• Do this: Find every line in the listing below that contains the word "silver", and copy each of those lines.

## Begin Data provided

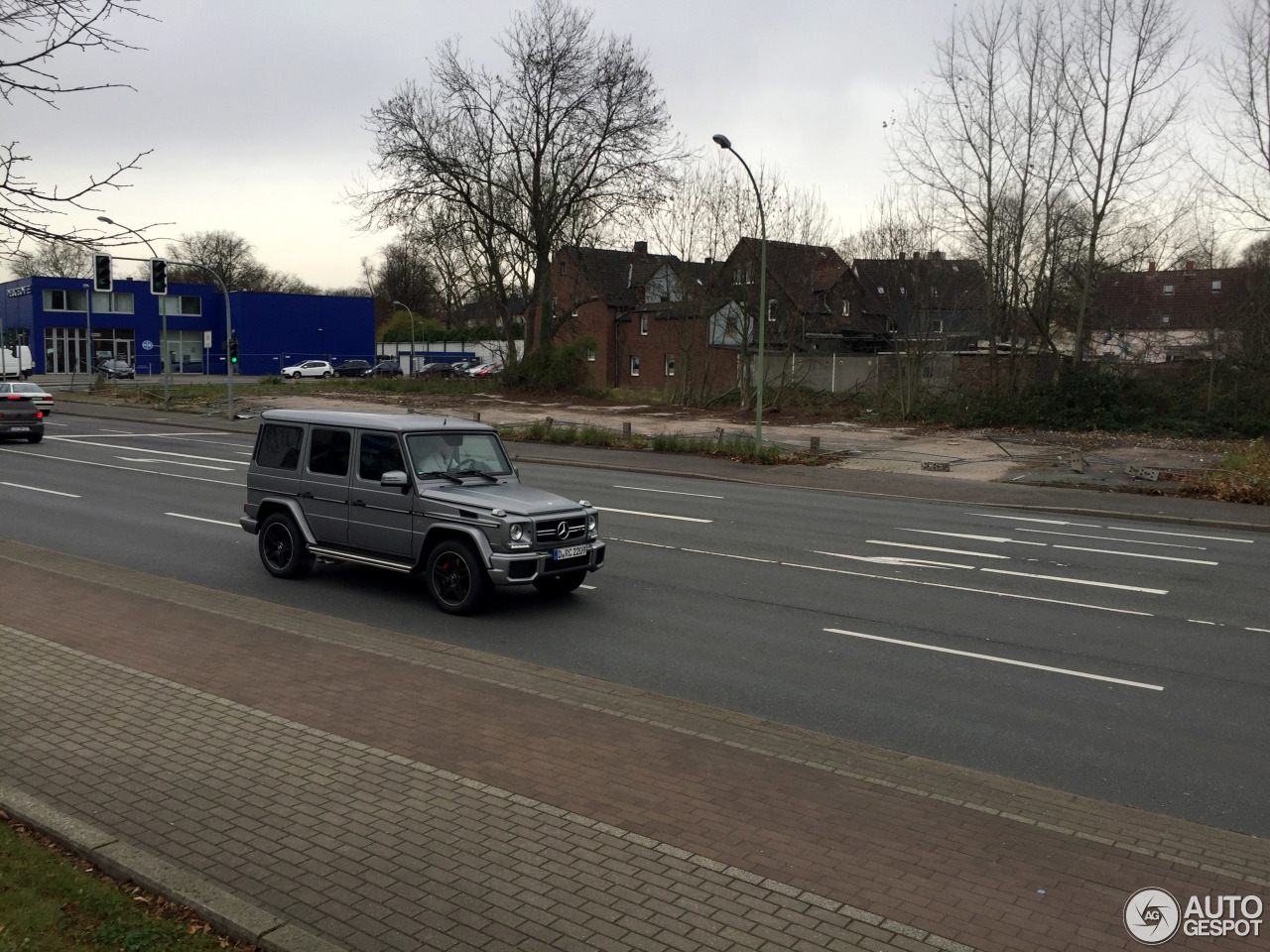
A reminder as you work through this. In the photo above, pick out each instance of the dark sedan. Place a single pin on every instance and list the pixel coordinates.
(21, 417)
(352, 368)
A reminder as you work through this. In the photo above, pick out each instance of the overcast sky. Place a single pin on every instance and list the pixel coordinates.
(255, 108)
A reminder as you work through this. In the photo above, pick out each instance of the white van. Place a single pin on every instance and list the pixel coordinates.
(16, 362)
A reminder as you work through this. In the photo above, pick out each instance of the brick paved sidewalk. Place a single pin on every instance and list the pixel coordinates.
(388, 792)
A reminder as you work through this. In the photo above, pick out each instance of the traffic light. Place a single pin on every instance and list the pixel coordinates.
(102, 280)
(158, 276)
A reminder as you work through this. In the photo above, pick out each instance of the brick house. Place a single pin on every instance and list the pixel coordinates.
(1166, 315)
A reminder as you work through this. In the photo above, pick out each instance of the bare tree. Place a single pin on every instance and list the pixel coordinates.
(572, 130)
(1123, 66)
(33, 32)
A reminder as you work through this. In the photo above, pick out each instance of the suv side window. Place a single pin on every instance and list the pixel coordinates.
(380, 453)
(327, 452)
(278, 447)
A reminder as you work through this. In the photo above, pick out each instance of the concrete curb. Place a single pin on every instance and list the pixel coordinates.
(226, 912)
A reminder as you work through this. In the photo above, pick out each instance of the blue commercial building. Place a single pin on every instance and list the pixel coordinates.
(54, 316)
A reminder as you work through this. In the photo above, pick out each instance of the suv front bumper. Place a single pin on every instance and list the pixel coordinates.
(521, 569)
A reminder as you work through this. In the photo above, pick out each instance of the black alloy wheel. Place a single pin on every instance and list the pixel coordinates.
(282, 548)
(456, 578)
(561, 584)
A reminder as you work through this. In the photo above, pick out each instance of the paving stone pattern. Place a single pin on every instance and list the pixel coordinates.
(390, 792)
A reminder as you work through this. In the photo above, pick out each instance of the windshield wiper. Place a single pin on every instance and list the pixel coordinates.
(436, 474)
(476, 472)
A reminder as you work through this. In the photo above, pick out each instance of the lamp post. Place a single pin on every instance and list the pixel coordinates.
(724, 143)
(163, 311)
(398, 303)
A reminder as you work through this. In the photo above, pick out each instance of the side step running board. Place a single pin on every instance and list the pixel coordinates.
(361, 558)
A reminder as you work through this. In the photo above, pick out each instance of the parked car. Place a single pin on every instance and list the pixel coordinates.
(431, 495)
(21, 417)
(116, 370)
(309, 368)
(437, 368)
(44, 400)
(352, 368)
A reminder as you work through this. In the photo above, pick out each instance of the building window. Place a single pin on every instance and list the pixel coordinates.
(117, 302)
(59, 299)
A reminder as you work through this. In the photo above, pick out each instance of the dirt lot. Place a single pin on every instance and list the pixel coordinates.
(974, 454)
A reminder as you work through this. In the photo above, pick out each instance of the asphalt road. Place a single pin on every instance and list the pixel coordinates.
(1123, 660)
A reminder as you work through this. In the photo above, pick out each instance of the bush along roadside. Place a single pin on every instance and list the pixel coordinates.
(726, 445)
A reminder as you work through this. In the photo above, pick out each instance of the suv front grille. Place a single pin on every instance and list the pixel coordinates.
(561, 530)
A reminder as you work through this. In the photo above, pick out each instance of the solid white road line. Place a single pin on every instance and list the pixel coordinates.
(151, 452)
(1139, 555)
(1079, 581)
(976, 538)
(40, 489)
(671, 492)
(1044, 522)
(964, 588)
(1112, 538)
(125, 468)
(1185, 535)
(934, 548)
(1000, 660)
(652, 516)
(175, 462)
(199, 518)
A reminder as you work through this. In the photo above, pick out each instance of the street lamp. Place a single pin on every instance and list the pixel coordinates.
(163, 309)
(724, 143)
(398, 303)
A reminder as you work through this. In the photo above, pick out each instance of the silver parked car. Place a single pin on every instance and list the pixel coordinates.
(420, 494)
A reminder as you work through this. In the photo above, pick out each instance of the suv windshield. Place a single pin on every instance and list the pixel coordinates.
(457, 453)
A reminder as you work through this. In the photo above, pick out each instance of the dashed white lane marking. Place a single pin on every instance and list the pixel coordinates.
(964, 588)
(1000, 660)
(1044, 522)
(1185, 535)
(150, 452)
(1141, 555)
(671, 492)
(652, 516)
(199, 518)
(934, 548)
(978, 538)
(1112, 538)
(728, 555)
(41, 489)
(175, 462)
(1079, 581)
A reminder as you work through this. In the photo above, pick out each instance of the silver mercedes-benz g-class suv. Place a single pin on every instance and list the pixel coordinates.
(414, 494)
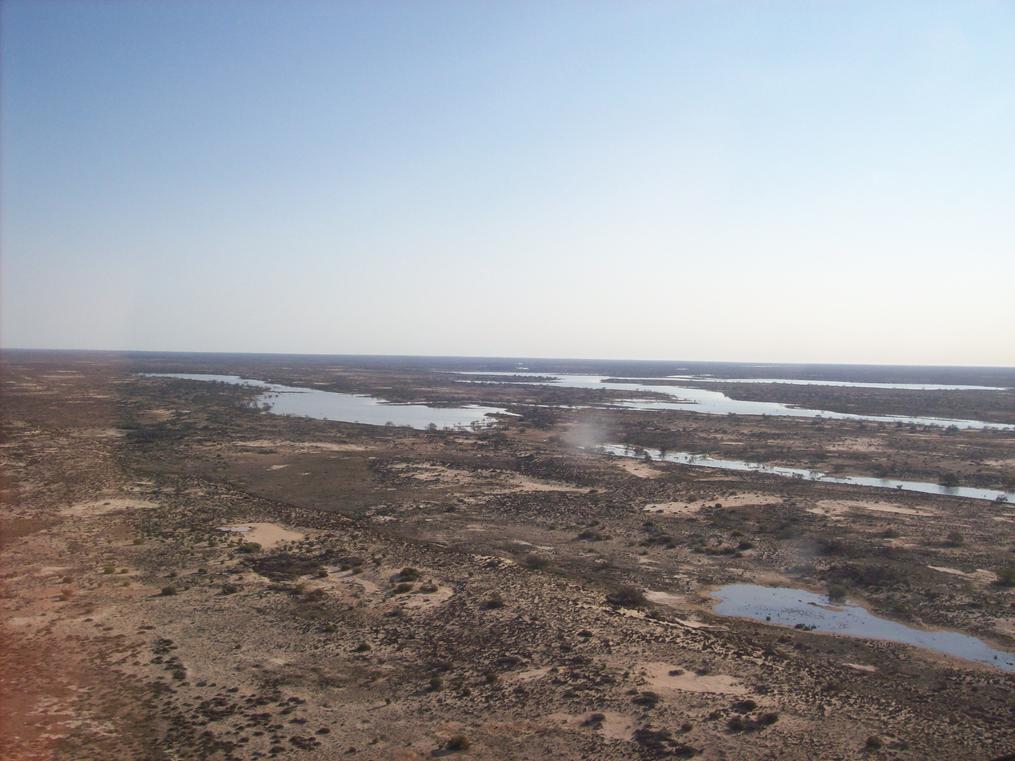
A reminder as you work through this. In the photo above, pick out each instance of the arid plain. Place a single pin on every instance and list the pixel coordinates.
(188, 575)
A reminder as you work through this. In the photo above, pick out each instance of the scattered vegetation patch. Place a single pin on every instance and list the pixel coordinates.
(626, 597)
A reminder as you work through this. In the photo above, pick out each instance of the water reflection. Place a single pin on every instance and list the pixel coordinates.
(349, 408)
(788, 607)
(688, 399)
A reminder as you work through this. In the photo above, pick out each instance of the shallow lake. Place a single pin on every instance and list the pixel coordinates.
(839, 384)
(688, 399)
(788, 607)
(349, 408)
(703, 461)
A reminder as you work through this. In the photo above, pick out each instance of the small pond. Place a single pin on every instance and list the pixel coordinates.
(789, 607)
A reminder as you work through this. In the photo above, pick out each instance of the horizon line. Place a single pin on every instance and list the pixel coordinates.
(490, 356)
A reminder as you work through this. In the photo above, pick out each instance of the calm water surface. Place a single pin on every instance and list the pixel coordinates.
(841, 384)
(688, 399)
(703, 461)
(788, 607)
(349, 408)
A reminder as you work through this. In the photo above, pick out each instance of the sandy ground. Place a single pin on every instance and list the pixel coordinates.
(399, 589)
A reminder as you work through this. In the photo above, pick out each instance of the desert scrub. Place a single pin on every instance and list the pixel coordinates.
(493, 602)
(458, 743)
(534, 561)
(836, 592)
(1006, 575)
(626, 597)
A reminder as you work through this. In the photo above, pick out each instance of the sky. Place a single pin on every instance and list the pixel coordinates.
(829, 182)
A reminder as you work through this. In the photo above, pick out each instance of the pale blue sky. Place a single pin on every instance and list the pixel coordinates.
(742, 181)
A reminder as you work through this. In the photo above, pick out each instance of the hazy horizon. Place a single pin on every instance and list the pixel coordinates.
(711, 182)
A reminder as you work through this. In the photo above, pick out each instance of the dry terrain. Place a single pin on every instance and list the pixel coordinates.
(188, 576)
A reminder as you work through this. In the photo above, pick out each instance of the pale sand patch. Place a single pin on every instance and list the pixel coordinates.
(664, 598)
(266, 535)
(419, 601)
(660, 680)
(301, 446)
(735, 500)
(841, 506)
(615, 725)
(104, 506)
(531, 675)
(635, 468)
(863, 667)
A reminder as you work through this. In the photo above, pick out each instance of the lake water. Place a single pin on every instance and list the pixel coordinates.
(688, 399)
(841, 384)
(349, 408)
(788, 607)
(702, 461)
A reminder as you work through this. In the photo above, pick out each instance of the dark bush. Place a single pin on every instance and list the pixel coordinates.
(458, 743)
(626, 597)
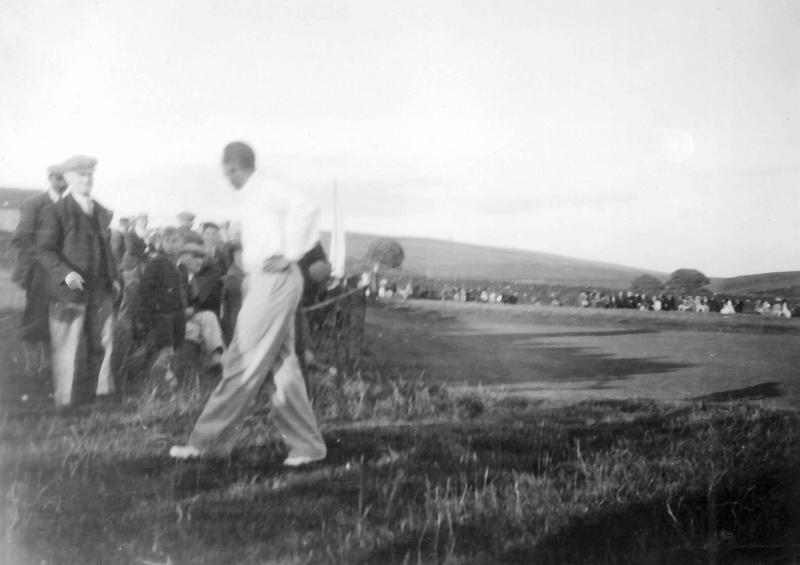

## End Data provided

• Final result:
A reminder as you work through this. In the photo above, pick out each instance of the silver parked car. Place a single pin on every instance and list the pixel coordinates.
A reminder as you work through this. In the photo above, pick out each instance of the silver mercedes-benz g-class suv. Place a single pin on every instance and list the pixel coordinates.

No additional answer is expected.